## Task requirements
1. Which years does the passage about Shelley mention? List every one.
2. In the passage about Shelley, who kept The Mask of Anarchy from publication?
3. Continue the passage about Shelley from its final sentence.

## Source
=-=-=
Despite Shelley’s unfathomable effect on human society, our standard of living and our moral scruples, he was hounded all his life and taken advantage of even by people close to him. Much of his work went unpublished and his fame is largely posthumous. The Mask of Anarchy, for example, though written in 1819 did not appear in print until 1832. Leigh Hunt withheld it from publication because he thought that, “the public at large had not become sufficiently discerning to do justice to the sincerity and kindheartedness of the spirit that walked in this flaming robe of verse.”

Likewise, Chartism, a working-class people’s movement for political reform in Britain, inspired by Shelley, existed from 1838 to 1857 but did not directly generate any reforms. It was not until 1867 that urban working men were admitted to the franchise, and not until 1918 that full manhood suffrage was achieved.
=-=-=
Records
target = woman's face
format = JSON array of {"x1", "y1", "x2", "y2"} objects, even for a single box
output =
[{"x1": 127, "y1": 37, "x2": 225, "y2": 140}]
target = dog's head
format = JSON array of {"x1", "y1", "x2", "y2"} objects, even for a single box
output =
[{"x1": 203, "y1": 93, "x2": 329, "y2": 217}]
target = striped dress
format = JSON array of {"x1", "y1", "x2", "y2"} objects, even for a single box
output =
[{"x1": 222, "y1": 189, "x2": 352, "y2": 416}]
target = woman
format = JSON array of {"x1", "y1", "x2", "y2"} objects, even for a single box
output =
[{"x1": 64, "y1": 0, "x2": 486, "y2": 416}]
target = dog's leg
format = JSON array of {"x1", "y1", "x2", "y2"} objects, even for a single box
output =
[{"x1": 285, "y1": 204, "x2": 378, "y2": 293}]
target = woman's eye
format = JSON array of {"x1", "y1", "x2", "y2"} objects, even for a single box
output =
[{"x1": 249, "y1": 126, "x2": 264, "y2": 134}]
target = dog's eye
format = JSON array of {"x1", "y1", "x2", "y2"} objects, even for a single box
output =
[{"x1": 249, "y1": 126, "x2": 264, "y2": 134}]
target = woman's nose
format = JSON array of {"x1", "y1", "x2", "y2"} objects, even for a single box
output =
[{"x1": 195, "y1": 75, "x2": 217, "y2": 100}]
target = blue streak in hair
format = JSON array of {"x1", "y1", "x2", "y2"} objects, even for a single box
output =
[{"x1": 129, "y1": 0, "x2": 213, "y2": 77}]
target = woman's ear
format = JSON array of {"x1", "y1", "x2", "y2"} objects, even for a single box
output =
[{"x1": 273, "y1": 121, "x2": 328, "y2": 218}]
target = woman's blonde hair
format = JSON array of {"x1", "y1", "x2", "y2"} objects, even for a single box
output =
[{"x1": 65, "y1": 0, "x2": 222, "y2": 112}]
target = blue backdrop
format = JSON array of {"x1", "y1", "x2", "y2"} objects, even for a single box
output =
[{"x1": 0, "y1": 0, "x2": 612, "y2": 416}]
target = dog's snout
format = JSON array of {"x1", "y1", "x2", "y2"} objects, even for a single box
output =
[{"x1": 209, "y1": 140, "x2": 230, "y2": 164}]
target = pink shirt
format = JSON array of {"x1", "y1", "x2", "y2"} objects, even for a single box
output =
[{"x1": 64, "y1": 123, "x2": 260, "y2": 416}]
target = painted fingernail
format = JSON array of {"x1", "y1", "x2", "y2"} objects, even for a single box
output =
=-=-=
## Responses by task
1. 1819, 1832, 1838, 1857, 1867, 1918

2. Leigh Hunt.

3.
Shelley was not just a political activist either; charity begins at home, and so does revolution! Though very happily married (to Mary Shelley, with whom he co-wrote Frankenstein) he had great affections, in particular, towards Jane Williams, herself married, and addressed a number of poems to her. Shelley’s affection towards Jane was known to her husband and also to Mary Shelley, but Shelley’s yearnings were pure almost to the level of devotion, and neither was afflicted by jealousy regarding this relationship. This is something that civil society is still generations from comprehending, let alone accepting.

Shelley was, and remains, in every way a true individual, confident and resolute in his beliefs with enough compassion to spare to last angels. But as his life has shown, while one man’s voice does matter much, yet progress goes at its own pace.

So till the world is ready to see your way, “Stand ye calm and resolute”.